▶ _Directions_
Locate each line in the data below that contains the word "every", and copy those lines out in full.

# Start of Stored rows

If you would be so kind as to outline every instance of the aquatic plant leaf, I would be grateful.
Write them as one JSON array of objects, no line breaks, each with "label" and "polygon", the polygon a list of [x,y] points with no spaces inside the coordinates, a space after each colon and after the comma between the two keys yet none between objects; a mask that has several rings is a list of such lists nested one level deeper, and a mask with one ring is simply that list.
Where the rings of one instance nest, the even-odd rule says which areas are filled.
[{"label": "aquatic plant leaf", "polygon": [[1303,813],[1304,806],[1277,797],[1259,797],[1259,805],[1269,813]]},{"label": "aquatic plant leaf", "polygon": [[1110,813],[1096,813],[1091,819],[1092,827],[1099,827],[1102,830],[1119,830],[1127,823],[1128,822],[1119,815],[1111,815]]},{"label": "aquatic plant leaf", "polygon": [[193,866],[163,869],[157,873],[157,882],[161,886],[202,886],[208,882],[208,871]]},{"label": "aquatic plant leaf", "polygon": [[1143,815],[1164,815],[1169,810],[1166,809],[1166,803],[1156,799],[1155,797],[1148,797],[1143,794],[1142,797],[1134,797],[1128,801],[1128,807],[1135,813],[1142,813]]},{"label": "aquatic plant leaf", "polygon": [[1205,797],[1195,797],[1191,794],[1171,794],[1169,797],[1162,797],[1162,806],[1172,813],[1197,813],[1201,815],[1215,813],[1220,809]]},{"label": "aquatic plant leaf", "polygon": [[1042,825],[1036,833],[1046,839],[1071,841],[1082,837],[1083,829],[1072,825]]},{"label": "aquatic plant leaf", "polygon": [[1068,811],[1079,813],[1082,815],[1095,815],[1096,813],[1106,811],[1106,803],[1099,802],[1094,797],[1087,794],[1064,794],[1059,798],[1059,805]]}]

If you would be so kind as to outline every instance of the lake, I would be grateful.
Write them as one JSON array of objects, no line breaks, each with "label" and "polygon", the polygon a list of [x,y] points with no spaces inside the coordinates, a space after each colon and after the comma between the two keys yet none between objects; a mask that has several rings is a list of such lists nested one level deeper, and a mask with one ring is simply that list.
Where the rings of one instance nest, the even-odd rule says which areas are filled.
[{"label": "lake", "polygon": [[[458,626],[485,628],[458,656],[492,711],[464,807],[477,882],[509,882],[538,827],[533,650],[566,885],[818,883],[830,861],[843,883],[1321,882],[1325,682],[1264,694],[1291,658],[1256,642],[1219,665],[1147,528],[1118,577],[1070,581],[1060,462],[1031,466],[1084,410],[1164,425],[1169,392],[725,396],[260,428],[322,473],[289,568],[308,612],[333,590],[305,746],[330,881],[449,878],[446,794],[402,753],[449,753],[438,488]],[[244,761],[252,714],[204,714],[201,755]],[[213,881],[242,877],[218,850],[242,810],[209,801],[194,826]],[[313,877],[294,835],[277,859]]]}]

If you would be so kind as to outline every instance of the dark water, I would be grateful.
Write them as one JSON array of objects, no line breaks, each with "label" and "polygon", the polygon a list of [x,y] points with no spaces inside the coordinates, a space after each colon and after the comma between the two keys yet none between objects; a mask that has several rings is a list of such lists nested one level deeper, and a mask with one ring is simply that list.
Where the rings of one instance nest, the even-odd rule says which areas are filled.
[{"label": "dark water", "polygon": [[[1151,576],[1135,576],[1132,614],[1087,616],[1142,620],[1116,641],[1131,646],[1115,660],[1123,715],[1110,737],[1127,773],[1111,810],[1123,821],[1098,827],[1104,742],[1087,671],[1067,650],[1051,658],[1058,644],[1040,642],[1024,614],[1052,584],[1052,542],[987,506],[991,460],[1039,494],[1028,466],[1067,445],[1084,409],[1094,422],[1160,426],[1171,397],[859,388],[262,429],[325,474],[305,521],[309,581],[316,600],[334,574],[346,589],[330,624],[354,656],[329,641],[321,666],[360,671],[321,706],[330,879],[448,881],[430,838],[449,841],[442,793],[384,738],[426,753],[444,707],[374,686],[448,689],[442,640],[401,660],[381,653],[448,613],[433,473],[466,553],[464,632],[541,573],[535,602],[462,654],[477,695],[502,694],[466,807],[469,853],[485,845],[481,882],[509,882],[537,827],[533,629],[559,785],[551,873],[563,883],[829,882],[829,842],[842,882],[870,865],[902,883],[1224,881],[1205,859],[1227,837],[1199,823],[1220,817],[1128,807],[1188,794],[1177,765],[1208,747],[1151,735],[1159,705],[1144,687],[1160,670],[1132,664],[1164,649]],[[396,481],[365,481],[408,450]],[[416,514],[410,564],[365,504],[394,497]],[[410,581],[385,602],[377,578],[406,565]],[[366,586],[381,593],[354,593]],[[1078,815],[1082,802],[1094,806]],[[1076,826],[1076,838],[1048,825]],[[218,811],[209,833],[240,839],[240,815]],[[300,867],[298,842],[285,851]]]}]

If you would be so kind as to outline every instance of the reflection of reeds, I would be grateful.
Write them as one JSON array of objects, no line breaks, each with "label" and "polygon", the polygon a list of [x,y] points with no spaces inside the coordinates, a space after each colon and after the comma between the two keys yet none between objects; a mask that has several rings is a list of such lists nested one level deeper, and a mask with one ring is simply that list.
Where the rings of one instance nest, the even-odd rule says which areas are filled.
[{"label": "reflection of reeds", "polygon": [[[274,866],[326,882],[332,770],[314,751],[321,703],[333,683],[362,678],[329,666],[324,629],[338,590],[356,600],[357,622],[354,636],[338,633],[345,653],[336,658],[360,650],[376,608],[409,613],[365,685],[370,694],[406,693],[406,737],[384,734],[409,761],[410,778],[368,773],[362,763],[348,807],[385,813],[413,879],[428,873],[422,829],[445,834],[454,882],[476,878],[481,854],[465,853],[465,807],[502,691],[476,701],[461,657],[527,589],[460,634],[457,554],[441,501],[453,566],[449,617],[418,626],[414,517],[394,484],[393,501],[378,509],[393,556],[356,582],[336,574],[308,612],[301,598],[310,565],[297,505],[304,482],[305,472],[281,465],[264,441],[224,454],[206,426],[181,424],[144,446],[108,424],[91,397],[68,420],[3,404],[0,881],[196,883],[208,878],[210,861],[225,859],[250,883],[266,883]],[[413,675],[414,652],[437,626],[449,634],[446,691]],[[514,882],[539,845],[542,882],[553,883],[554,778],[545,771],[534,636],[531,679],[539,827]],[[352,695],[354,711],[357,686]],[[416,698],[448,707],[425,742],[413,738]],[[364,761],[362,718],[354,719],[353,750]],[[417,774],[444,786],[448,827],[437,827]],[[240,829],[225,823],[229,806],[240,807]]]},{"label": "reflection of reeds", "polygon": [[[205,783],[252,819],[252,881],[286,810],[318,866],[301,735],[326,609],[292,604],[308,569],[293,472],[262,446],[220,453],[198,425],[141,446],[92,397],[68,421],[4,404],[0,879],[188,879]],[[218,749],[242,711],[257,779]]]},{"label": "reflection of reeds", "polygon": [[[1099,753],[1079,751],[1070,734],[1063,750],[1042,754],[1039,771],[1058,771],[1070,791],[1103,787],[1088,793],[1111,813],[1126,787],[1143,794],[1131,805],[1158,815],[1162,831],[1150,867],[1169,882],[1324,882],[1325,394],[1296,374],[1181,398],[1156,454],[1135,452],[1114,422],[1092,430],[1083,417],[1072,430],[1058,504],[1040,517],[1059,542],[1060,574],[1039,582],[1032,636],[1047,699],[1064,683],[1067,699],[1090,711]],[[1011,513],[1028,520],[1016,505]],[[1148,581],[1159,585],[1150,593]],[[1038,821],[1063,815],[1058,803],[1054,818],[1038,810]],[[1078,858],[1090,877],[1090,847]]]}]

# End of Stored rows

▶ _Full response_
If you would be so kind as to outline every instance of the aquatic plant leaf, I would be grateful.
If you would be so kind as to outline every instance of the lake, I would be grateful.
If you would be so kind as to outline every instance of the dark water, I would be grateful.
If you would be so kind as to outline every instance of the reflection of reeds, I would be grateful.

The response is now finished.